■ Action item
All records, minus the pictures: write them out exactly.

Dataset entries
== Segment start ==

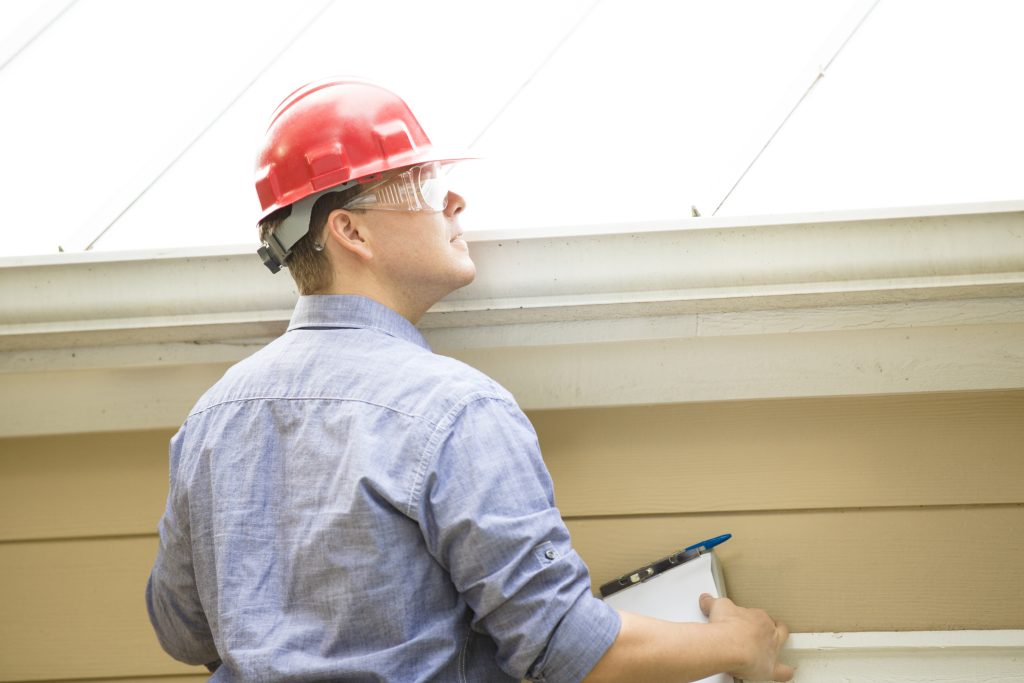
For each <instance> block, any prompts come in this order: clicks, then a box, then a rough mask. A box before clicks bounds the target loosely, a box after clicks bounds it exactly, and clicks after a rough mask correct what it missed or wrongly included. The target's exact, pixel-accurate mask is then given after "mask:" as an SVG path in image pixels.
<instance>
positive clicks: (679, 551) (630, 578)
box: [601, 533, 732, 598]
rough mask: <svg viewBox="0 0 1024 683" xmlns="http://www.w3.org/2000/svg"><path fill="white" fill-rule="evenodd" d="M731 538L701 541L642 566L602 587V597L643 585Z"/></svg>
mask: <svg viewBox="0 0 1024 683" xmlns="http://www.w3.org/2000/svg"><path fill="white" fill-rule="evenodd" d="M731 538H732V535H731V533H724V535H722V536H719V537H715V538H714V539H709V540H707V541H701V542H700V543H695V544H693V545H692V546H687V547H686V548H684V549H683V550H680V551H679V552H676V553H673V554H672V555H669V556H667V557H663V558H662V559H659V560H657V561H656V562H651V563H650V564H647V565H645V566H642V567H640V568H639V569H635V570H634V571H631V572H630V573H628V574H625V575H622V577H620V578H618V579H616V580H615V581H610V582H608V583H607V584H604V585H603V586H601V597H602V598H606V597H608V596H609V595H611V594H612V593H617V592H618V591H621V590H623V589H626V588H629V587H630V586H635V585H637V584H642V583H643V582H645V581H647V580H648V579H651V578H652V577H655V575H657V574H658V573H660V572H663V571H665V570H666V569H671V568H672V567H674V566H678V565H680V564H684V563H685V562H689V561H690V560H692V559H696V558H697V557H699V556H700V555H703V554H705V553H708V552H710V551H711V550H712V548H714V547H715V546H718V545H720V544H723V543H725V542H726V541H728V540H729V539H731Z"/></svg>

== Segment end ==

■ Solution to this exercise
For each <instance> block, any prompts come in this order: clicks, then a box, then a rough mask. A box before clicks bounds the target loosely, a box after clicks bounds it exactly, and clicks after a rough mask correct what it missed or wrongly included. The target's exact, pixel-accurate mask is then given after "mask:" as an SVG path in image pixels.
<instance>
positive clicks: (679, 551) (630, 578)
box: [601, 533, 732, 598]
rough mask: <svg viewBox="0 0 1024 683" xmlns="http://www.w3.org/2000/svg"><path fill="white" fill-rule="evenodd" d="M731 538L701 541L642 566L602 587V597L643 585Z"/></svg>
mask: <svg viewBox="0 0 1024 683" xmlns="http://www.w3.org/2000/svg"><path fill="white" fill-rule="evenodd" d="M731 538H732V535H731V533H724V535H722V536H719V537H715V538H714V539H709V540H707V541H701V542H700V543H695V544H693V545H692V546H687V547H686V548H684V549H683V550H680V551H679V552H676V553H673V554H672V555H669V556H667V557H663V558H662V559H659V560H657V561H656V562H651V563H650V564H647V565H645V566H642V567H640V568H639V569H635V570H634V571H631V572H630V573H628V574H625V575H622V577H620V578H618V579H616V580H615V581H610V582H608V583H607V584H604V585H603V586H601V597H602V598H606V597H608V596H609V595H611V594H612V593H617V592H618V591H621V590H623V589H626V588H629V587H630V586H635V585H637V584H642V583H643V582H645V581H647V580H648V579H651V578H652V577H655V575H657V574H658V573H660V572H663V571H665V570H666V569H671V568H672V567H674V566H678V565H680V564H684V563H685V562H689V561H690V560H692V559H696V558H697V557H699V556H700V555H703V554H705V553H708V552H710V551H711V550H712V548H714V547H715V546H718V545H720V544H723V543H725V542H726V541H728V540H729V539H731Z"/></svg>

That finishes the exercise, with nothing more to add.